_Study text_:

━━━━━━━━━━

Report: Violations of ICE Detention Standards in Illinois
The Department of Homeland Security Inspector General (OIG) conducted an unannounced, remote inspection of Pulaski County Detention Center in Illinois, which houses detained immigrants, and identified violations of Immigration and Customs Enforcement detention standards that threatened the health, safety, and rights of detained individuals. The OIG found that the facility did not consistently enforce precautions like mask-wearing and social distancing, which likely contributed to Covid-19 transmission in the facility. Routine dental services at the facility were backlogged because of the pandemic, and as a result, five immigrants requiring annual dental services had to wait to receive dental screenings.

━━━━━━━━━━

(Data extracted from a collection)
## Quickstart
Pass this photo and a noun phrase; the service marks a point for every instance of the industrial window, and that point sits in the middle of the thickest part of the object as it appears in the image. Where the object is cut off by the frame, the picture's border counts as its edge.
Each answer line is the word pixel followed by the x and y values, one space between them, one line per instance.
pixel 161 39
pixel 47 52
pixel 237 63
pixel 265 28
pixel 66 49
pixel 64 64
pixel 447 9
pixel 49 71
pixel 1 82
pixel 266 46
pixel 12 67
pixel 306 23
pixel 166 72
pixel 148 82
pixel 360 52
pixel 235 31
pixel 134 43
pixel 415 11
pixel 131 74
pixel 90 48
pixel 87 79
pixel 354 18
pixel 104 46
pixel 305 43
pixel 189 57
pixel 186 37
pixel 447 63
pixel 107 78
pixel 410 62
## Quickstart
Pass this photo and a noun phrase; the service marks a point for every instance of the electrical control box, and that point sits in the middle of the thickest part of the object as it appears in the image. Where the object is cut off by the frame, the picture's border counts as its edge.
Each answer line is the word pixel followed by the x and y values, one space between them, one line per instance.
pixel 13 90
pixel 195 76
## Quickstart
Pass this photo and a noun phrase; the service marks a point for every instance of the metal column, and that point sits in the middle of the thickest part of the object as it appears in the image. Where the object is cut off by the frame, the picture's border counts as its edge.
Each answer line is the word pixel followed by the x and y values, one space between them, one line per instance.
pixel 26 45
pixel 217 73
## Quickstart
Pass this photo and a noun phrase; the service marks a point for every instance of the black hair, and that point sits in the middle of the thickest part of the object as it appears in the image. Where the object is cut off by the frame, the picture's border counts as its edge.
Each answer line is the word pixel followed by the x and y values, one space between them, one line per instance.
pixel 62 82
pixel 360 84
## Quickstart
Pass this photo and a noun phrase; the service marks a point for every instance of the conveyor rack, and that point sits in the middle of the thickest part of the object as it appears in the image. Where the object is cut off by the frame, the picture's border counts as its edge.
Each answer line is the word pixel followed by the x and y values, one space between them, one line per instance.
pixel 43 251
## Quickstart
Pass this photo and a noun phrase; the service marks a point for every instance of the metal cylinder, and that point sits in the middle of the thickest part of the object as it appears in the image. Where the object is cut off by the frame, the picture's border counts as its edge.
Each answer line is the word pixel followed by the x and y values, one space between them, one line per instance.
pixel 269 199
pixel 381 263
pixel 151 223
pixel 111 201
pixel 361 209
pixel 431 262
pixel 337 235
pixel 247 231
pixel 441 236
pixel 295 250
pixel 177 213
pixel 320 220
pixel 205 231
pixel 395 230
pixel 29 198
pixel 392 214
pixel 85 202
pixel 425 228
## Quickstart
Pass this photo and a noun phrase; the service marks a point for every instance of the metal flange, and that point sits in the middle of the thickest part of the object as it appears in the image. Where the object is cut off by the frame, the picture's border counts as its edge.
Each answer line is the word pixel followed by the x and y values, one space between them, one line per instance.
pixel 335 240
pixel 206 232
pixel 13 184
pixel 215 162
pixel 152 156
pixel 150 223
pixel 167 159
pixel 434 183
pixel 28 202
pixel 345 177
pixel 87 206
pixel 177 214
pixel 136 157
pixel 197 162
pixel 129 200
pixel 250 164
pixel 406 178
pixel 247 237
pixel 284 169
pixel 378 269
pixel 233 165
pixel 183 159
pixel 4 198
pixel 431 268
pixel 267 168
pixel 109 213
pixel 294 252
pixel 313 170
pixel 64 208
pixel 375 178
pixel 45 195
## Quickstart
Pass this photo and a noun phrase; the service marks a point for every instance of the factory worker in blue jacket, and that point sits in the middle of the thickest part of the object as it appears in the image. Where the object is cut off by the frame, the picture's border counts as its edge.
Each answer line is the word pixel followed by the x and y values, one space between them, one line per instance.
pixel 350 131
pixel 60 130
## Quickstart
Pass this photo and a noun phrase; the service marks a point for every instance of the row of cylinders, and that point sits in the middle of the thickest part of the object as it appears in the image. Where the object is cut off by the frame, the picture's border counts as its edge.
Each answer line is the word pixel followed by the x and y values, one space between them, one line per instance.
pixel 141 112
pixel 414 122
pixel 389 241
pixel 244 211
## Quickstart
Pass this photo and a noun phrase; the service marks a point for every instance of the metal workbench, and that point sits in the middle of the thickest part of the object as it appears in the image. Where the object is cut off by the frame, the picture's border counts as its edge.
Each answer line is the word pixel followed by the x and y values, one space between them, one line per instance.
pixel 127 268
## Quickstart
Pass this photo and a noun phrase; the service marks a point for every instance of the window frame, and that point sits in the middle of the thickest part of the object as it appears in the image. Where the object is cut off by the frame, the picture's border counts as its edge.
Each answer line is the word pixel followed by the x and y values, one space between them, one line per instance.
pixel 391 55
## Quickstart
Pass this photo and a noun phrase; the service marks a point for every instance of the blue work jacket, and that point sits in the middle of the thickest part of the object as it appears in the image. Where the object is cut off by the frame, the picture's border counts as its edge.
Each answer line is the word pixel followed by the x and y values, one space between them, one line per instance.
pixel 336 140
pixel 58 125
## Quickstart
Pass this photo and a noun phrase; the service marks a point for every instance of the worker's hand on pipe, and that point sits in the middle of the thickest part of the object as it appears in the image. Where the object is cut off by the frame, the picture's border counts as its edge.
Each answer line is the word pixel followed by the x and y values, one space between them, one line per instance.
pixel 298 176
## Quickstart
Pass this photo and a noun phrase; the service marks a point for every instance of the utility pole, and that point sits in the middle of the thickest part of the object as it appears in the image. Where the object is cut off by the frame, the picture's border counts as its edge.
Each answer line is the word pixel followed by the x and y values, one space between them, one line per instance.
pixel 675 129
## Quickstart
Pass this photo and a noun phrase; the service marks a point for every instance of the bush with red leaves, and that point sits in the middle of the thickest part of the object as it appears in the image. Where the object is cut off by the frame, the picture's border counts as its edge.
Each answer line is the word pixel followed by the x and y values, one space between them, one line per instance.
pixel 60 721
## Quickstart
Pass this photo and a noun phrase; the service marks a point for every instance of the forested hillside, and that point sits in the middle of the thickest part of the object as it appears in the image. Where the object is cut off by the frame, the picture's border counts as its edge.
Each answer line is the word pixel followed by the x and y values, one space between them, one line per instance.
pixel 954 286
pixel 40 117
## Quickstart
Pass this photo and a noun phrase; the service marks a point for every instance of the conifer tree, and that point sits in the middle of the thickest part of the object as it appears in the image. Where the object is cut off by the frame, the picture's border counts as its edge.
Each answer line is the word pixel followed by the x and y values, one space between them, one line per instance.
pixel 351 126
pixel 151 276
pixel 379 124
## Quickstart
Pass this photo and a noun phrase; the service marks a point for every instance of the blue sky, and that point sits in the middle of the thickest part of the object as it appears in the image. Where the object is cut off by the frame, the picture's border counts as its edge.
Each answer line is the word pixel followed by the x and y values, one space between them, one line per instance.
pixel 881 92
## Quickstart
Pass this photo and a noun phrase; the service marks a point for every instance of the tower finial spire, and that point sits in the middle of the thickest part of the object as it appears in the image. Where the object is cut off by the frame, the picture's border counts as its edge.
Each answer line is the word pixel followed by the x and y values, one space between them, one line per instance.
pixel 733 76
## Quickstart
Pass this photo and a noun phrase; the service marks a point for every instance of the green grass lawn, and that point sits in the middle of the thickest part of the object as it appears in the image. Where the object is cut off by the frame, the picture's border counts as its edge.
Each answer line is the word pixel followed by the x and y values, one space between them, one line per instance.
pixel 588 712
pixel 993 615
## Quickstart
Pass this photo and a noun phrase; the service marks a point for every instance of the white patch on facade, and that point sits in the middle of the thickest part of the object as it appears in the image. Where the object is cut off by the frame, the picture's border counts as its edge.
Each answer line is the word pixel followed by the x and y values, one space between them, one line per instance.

━━━━━━━━━━

_Exercises to complete_:
(a) Rewrite the paragraph of the ICE detention report that begins "The Department of Homeland Security Inspector General" as a bulleted list, keeping its main facts.
(b) Summarize the ICE detention report in two sentences.

_Per-task outputs_:
(a)
- The Department of Homeland Security Inspector General (OIG) carried out an unannounced, remote inspection of Pulaski County Detention Center in Illinois, which houses detained immigrants.
- It found violations of Immigration and Customs Enforcement detention standards that threatened the health, safety, and rights of detained individuals.
- The facility did not consistently enforce precautions such as mask-wearing and social distancing, which likely contributed to Covid-19 transmission there.
- Routine dental services were backlogged because of the pandemic, so five immigrants needing annual dental services had to wait for dental screenings.

(b) An unannounced, remote inspection by the Department of Homeland Security Inspector General found that Pulaski County Detention Center in Illinois violated Immigration and Customs Enforcement detention standards in ways that threatened detained immigrants' health, safety, and rights. The facility did not consistently enforce mask-wearing and social distancing, which likely contributed to Covid-19 transmission, and a pandemic-related dental backlog left five immigrants waiting for screenings.